Please show each line in the records below that contains the string "flower". Matching is case-sensitive.
— START DATASET ENTRIES —
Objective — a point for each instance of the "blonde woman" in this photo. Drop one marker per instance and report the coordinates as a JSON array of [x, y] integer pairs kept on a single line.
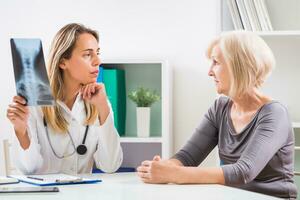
[[79, 130], [252, 131]]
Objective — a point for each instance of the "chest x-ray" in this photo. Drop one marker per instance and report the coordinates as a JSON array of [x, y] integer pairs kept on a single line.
[[31, 77]]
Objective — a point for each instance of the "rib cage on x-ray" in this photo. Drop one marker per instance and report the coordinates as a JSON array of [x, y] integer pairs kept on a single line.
[[30, 72]]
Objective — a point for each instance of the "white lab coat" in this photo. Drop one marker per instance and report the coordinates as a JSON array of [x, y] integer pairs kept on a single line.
[[102, 142]]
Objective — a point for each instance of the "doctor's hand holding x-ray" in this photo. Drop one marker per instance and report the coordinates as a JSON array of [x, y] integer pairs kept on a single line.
[[78, 130]]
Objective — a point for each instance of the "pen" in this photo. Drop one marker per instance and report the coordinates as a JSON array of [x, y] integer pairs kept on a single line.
[[35, 178]]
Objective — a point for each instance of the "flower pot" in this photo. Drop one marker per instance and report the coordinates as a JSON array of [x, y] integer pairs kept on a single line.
[[143, 121]]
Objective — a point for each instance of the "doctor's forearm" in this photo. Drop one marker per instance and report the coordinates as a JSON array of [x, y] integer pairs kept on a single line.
[[186, 175], [23, 139], [103, 113]]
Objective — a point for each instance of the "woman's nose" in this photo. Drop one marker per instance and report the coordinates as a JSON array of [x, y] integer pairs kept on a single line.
[[97, 61]]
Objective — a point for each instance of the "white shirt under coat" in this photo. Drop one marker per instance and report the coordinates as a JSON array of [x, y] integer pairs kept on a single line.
[[102, 142]]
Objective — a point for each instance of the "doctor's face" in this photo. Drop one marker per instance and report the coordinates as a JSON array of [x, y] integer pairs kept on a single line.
[[83, 66], [219, 71]]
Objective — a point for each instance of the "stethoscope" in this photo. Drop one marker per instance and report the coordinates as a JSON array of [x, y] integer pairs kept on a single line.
[[81, 149]]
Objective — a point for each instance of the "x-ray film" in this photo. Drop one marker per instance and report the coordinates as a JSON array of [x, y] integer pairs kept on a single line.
[[31, 77]]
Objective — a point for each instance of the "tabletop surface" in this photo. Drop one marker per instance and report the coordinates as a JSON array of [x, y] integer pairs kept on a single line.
[[129, 186]]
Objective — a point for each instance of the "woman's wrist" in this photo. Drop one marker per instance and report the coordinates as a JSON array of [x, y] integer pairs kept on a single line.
[[23, 138], [103, 112]]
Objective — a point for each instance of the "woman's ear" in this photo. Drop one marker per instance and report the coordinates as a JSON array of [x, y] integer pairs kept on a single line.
[[62, 64]]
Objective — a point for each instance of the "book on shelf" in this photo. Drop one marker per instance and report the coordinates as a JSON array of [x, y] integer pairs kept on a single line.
[[251, 15]]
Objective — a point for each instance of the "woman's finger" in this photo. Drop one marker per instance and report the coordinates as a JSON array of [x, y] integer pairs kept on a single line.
[[144, 175], [143, 169], [19, 99], [19, 107], [156, 158]]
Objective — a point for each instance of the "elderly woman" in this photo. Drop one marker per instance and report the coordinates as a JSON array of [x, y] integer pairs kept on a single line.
[[252, 131]]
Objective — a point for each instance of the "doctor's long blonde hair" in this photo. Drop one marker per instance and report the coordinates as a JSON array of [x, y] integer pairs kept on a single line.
[[61, 48]]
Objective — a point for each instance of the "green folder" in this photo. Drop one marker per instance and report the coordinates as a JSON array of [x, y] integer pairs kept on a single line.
[[114, 81]]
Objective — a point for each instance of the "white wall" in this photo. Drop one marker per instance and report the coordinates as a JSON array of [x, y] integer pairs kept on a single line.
[[175, 30]]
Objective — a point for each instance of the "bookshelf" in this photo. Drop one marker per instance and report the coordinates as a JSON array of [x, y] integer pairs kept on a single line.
[[154, 75], [284, 40]]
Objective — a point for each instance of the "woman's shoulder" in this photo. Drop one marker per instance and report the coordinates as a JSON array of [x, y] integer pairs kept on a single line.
[[274, 109]]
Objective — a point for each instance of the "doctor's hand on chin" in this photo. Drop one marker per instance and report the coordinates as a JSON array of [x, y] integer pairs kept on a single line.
[[94, 93]]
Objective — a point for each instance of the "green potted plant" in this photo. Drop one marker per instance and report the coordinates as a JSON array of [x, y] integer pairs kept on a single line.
[[143, 98]]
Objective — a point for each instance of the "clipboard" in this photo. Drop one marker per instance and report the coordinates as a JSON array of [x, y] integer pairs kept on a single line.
[[54, 179]]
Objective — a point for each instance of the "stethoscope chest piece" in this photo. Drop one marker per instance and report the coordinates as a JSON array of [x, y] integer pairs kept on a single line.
[[81, 149]]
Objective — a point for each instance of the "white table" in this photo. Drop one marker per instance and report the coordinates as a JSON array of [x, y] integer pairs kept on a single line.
[[128, 186]]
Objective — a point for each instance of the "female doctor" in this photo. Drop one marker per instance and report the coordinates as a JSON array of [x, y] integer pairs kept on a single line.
[[79, 130]]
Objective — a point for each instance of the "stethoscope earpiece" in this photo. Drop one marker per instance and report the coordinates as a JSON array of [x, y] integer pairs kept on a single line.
[[81, 149]]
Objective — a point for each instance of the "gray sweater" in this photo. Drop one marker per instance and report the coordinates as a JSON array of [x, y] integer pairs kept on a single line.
[[260, 158]]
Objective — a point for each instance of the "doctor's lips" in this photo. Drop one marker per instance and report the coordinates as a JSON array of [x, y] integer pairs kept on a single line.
[[95, 72]]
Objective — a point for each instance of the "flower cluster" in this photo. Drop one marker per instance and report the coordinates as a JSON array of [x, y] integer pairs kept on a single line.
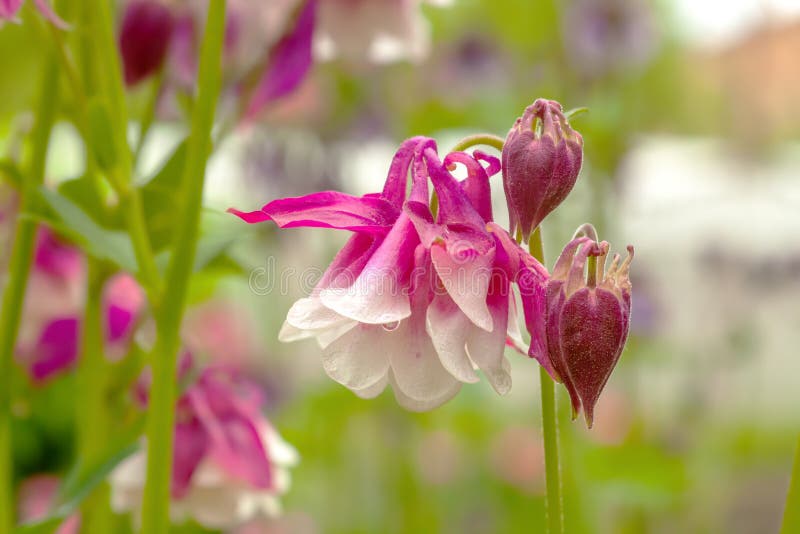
[[269, 46], [423, 294]]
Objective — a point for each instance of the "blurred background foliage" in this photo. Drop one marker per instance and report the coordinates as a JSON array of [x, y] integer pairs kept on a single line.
[[695, 430]]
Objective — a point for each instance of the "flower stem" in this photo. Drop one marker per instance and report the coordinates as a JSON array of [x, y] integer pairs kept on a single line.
[[479, 139], [19, 269], [791, 514], [555, 503], [161, 414]]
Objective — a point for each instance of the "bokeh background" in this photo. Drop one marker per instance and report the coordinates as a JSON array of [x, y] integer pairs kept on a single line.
[[691, 154]]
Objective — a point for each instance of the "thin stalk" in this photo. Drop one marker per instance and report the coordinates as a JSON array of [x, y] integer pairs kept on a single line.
[[791, 513], [120, 177], [555, 501], [479, 139], [161, 413], [92, 377], [17, 281]]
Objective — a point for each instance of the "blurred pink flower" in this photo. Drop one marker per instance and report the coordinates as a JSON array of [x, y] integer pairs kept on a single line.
[[57, 346], [587, 321], [144, 38], [229, 463], [9, 9], [36, 497]]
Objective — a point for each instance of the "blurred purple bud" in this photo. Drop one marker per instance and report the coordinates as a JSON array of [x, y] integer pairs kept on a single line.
[[541, 160]]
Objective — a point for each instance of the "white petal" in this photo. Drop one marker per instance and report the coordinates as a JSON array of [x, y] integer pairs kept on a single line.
[[373, 391], [416, 370], [447, 327], [358, 359], [467, 283]]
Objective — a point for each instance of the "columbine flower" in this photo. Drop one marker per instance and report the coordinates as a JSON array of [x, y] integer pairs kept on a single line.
[[542, 156], [587, 321], [147, 27], [9, 9], [380, 31], [57, 346], [229, 464], [421, 290]]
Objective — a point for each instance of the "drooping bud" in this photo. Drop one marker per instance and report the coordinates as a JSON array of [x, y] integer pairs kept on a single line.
[[146, 31], [587, 319], [542, 156]]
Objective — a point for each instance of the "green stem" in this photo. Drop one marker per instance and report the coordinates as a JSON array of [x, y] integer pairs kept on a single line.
[[479, 139], [791, 514], [110, 74], [555, 503], [161, 413], [17, 281], [92, 414]]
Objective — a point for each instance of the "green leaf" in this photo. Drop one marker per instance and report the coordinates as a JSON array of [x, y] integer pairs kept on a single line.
[[103, 244], [75, 488], [161, 200]]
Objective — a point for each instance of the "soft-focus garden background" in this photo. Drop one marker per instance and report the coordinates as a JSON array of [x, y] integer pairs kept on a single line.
[[692, 155]]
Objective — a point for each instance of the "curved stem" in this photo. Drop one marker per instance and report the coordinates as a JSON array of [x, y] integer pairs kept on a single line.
[[17, 281], [791, 514], [555, 503], [479, 139], [161, 413]]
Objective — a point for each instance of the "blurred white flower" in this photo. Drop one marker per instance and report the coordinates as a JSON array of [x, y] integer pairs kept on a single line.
[[230, 464]]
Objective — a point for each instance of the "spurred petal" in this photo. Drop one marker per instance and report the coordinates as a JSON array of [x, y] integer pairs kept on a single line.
[[379, 294], [50, 15], [487, 349], [448, 329], [56, 349], [189, 447], [287, 63], [360, 358], [328, 209], [9, 8]]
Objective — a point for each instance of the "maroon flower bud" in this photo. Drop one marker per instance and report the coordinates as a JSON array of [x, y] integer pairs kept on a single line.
[[587, 319], [147, 27], [542, 156]]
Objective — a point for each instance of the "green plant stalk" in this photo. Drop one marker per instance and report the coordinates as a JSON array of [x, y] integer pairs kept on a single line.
[[555, 501], [109, 71], [92, 378], [791, 513], [161, 413], [17, 281]]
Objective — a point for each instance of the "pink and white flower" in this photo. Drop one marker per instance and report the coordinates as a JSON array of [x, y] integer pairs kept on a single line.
[[9, 9], [412, 301], [229, 463]]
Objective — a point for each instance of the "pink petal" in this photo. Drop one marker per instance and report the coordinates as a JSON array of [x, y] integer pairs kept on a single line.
— END DATASET ENTRIES —
■ **SOLUTION TO THIS PROBLEM**:
Objective — a point for each instance of the "flower pot" in this photo. Drop one marker per instance and report the coordinates as a JSON array of [x, y] integer pairs kept on a single line.
Objective — a point for each instance of the "flower cluster" in this photo. Drop one marker per instance and report the coordinates as a JSON array of [x, y] integer pairs kept on a single line.
Objective — a point for each instance of the "flower stem" in this photo. Drop one marker per instance and report the coordinates as a JSON array of [x, y] integer pairs kept on a single line.
Objective — a point for each instance of the "blurred pink flower" in this photo. Drop one marker per instance and report the coordinates as a JSON array of [x, y] integer pairs kept on a single line.
Objective — a point for each instance of the "columbine flower" in this photo. Drop one marker per instance and report the coordinates as a JSON array of [x, y] integer pairs kept on a single line.
Objective — a point for each instance of the "blurred white flower" in this photo. Drop one marker per instance and report the coordinates as a JSON array of [x, y] integer pairs kept on a single line.
Objective — a point for each instance of the "maroon flower bud" in this photo. Drop one marker per instance and report the coordinates as a JSON array of [x, y] integer pairs kept on a single line.
Objective — a point for each instance of the "pink and white flower" in this photo. Drop one marker per instance and report the coordinates as a JSON array of [x, y] integer pairs kept on a single line.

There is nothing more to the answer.